● WHAT YOU NEED TO DO
Transcribe every text line of the data below without changing a character, and leave the pictures out of your answer.

● GIVEN ENTRIES
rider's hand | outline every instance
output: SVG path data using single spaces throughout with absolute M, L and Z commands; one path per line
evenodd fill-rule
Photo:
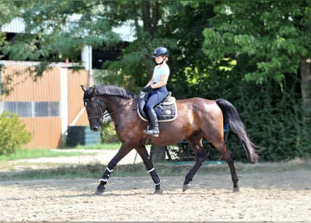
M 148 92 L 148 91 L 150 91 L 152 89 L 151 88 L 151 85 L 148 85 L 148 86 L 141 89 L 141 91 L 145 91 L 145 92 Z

● EXERCISE RESPONSE
rider's hand | outline every instance
output: SVG path data using single spaces throughout with absolute M, L and Z commands; one path per line
evenodd fill-rule
Photo:
M 148 92 L 148 91 L 150 91 L 152 89 L 151 88 L 151 85 L 148 85 L 148 86 L 141 89 L 141 91 L 145 91 L 145 92 Z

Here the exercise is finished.